§ Exercise requirements: Substitute "muddy" for "murky" in the records from the line holding "Tag the murky" through the end of the records, inclusive, and write those lines out again with nothing else changed.

§ Given records:
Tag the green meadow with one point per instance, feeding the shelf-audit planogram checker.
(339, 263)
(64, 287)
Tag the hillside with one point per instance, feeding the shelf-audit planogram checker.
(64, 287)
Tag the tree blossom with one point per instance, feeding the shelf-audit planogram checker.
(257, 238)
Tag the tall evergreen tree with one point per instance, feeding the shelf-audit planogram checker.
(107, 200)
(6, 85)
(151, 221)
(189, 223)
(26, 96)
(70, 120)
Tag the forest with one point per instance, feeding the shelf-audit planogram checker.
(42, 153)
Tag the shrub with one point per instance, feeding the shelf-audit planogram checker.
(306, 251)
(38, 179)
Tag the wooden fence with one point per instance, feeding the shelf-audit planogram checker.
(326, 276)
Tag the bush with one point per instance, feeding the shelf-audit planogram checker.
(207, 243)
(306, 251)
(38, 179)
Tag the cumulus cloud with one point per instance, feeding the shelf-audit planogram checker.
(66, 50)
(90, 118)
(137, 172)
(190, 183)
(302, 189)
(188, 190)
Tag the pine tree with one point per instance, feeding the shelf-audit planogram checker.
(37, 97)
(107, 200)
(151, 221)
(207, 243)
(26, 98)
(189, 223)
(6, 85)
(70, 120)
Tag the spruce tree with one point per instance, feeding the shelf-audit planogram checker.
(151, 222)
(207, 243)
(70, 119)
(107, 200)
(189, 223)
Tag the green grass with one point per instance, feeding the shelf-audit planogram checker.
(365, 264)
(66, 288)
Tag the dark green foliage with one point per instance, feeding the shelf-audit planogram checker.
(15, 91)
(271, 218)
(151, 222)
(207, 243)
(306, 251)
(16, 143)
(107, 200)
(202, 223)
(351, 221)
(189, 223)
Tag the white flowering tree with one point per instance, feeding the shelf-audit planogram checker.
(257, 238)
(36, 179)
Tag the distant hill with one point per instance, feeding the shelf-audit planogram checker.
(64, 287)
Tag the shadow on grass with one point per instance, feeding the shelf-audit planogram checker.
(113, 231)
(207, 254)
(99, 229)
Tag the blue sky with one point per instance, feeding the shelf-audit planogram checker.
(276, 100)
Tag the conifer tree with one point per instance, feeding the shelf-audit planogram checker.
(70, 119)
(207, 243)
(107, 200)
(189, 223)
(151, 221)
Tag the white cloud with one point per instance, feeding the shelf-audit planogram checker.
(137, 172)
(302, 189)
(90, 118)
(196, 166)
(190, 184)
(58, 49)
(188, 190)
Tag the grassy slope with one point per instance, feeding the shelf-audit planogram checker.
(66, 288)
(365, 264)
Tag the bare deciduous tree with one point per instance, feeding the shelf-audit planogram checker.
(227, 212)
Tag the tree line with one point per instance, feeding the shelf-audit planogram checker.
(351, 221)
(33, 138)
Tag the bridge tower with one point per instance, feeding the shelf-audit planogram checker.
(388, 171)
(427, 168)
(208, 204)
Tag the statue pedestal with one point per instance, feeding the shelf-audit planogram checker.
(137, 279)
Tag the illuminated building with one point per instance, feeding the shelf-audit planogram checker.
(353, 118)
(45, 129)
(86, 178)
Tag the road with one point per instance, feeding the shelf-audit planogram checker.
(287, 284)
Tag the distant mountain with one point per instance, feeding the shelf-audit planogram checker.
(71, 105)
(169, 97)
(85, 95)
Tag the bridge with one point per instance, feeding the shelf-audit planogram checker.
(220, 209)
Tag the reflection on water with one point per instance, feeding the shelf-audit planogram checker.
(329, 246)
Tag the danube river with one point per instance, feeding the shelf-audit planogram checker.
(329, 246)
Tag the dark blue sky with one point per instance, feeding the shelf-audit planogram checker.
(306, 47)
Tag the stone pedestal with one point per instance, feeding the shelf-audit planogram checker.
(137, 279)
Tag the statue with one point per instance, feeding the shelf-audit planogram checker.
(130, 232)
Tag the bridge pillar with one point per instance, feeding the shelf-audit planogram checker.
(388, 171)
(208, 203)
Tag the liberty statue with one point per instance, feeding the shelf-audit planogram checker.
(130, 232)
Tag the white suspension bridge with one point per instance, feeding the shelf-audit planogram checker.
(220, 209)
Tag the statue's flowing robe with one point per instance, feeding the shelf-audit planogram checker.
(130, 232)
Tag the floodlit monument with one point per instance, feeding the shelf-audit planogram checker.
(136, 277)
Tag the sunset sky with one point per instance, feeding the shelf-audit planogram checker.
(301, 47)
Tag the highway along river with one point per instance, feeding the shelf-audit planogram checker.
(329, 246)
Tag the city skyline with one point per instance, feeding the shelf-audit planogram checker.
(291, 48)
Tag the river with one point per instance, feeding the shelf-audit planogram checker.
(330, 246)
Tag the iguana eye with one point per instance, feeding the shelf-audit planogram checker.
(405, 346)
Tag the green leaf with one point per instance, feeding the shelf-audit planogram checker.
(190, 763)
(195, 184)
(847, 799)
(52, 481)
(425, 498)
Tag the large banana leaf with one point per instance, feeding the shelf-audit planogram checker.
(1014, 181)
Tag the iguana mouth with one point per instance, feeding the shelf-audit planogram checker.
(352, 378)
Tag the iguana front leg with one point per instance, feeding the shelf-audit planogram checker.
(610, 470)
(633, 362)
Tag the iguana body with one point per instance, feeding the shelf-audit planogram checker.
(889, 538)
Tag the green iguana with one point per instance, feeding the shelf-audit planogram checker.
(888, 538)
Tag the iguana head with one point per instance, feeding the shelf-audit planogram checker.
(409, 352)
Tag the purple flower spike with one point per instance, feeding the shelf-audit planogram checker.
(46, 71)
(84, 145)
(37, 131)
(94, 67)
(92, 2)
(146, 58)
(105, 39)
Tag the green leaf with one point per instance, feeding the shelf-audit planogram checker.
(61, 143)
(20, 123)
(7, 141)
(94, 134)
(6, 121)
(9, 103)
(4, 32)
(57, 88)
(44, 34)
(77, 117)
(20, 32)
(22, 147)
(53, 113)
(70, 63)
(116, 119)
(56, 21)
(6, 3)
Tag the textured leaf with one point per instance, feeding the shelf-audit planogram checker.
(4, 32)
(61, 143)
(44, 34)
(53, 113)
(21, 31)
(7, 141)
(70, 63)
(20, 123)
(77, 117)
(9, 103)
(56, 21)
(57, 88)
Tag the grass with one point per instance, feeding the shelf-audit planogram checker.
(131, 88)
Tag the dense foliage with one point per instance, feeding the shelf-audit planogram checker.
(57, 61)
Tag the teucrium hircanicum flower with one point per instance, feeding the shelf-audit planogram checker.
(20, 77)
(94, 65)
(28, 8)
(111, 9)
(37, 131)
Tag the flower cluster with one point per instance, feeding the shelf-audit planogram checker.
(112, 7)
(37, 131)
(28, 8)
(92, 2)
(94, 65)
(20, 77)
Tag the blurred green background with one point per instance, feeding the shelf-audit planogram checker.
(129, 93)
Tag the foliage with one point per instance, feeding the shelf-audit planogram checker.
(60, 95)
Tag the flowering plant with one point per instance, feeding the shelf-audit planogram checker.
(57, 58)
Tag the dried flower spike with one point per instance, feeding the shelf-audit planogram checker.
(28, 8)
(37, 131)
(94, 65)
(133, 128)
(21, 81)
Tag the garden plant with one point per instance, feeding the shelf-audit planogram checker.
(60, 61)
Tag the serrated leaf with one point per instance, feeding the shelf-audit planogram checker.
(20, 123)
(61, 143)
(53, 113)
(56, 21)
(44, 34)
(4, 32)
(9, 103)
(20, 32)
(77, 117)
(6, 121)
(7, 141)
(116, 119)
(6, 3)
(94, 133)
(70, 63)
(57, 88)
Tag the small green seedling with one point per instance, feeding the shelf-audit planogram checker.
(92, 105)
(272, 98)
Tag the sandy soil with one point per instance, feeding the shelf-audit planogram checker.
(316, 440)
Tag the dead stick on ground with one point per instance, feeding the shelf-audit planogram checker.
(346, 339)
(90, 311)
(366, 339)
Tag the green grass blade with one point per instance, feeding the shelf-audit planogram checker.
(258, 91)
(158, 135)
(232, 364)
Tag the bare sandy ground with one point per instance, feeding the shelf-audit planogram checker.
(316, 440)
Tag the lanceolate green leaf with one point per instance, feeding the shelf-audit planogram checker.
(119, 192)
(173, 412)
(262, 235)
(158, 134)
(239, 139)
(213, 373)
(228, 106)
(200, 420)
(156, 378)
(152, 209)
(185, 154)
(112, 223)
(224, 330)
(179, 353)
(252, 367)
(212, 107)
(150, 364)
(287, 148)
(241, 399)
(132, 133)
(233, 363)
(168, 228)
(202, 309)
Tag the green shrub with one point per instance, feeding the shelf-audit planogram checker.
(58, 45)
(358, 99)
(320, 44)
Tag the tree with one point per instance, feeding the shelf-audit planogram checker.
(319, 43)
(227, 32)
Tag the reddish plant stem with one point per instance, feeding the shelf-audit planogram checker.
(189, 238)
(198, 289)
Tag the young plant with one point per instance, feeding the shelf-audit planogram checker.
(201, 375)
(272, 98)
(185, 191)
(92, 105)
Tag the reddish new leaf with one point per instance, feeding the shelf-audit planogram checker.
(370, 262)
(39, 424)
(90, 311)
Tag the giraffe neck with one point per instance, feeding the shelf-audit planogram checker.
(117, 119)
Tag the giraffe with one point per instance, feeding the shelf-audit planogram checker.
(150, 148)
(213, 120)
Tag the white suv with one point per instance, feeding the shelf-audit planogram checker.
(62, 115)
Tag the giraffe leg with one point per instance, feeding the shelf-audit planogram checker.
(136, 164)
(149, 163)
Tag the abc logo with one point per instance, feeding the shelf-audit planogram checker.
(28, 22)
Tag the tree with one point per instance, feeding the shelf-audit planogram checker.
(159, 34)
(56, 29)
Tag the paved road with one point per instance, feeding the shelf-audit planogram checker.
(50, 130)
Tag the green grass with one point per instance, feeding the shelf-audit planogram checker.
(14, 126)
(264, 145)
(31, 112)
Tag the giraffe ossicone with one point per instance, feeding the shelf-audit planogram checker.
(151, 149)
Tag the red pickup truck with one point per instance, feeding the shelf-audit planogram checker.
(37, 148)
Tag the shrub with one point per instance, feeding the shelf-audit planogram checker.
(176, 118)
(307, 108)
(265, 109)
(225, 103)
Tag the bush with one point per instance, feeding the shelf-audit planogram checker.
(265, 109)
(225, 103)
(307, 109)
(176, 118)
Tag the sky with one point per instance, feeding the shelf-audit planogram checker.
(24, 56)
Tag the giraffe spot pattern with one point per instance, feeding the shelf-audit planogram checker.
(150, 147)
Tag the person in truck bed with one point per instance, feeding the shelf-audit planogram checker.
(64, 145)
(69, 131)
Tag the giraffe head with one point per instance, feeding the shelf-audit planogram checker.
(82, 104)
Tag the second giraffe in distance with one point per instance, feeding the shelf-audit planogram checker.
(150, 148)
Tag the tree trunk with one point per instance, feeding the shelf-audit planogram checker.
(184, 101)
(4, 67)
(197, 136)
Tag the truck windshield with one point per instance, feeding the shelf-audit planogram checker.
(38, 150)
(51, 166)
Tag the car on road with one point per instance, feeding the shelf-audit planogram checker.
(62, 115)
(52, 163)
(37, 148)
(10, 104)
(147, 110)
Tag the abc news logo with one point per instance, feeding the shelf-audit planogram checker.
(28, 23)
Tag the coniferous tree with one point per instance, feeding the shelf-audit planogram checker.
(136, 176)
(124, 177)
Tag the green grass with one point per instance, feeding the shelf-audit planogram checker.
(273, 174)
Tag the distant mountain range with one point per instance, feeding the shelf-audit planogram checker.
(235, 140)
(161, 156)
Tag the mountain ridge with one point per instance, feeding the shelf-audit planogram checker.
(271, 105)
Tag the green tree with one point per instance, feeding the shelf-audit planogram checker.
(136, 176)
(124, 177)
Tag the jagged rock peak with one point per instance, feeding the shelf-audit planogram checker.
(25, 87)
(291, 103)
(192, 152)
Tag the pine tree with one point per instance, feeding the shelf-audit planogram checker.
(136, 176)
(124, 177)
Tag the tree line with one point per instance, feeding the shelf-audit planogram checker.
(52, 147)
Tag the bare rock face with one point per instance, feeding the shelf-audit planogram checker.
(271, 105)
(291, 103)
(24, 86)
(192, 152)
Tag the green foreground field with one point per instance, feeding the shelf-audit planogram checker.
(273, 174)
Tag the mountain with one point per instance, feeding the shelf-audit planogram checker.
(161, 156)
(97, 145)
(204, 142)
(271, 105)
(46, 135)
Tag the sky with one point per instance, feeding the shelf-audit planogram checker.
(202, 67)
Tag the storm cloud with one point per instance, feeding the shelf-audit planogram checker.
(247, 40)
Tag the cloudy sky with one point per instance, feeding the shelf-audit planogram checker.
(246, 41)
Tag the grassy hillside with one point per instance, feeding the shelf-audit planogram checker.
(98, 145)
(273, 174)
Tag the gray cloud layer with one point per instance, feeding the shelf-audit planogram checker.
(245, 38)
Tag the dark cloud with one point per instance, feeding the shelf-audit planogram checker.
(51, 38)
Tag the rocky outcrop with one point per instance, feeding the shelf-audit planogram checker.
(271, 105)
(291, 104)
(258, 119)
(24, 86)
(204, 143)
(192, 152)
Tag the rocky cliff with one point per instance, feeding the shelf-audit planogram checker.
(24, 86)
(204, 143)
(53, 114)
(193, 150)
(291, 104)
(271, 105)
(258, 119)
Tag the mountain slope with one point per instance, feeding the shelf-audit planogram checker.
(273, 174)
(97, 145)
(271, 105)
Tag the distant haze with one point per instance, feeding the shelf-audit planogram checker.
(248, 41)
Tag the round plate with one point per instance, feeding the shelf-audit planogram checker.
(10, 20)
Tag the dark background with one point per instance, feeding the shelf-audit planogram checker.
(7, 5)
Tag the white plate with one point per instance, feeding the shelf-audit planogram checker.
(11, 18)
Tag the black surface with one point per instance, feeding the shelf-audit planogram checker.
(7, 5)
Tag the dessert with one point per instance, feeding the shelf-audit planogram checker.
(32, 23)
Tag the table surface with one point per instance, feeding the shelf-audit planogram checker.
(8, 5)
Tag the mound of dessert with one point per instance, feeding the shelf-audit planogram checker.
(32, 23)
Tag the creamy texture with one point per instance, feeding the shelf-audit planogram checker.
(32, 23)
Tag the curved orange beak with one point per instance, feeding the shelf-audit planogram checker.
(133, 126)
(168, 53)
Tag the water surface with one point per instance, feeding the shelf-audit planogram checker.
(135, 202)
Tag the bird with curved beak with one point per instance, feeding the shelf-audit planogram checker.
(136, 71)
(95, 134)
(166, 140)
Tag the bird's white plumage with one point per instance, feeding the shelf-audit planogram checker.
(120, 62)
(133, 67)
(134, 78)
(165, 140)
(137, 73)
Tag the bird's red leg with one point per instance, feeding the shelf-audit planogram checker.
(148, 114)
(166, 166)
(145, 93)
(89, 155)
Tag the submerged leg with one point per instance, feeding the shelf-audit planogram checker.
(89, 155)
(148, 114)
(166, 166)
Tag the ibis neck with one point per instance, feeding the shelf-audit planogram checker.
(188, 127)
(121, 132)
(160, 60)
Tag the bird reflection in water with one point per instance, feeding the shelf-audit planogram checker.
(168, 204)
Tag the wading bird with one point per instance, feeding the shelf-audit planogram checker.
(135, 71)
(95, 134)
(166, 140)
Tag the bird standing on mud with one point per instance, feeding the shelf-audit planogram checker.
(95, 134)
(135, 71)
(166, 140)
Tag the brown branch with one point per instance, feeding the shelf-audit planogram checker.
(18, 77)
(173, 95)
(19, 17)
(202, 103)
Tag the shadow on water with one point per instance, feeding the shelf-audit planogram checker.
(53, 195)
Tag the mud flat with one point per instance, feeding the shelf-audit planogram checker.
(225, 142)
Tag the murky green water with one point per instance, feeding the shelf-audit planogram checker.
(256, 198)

§ Result of this task:
Tag the muddy green water with one point per instance, feeding the shelf-audit planogram checker.
(256, 198)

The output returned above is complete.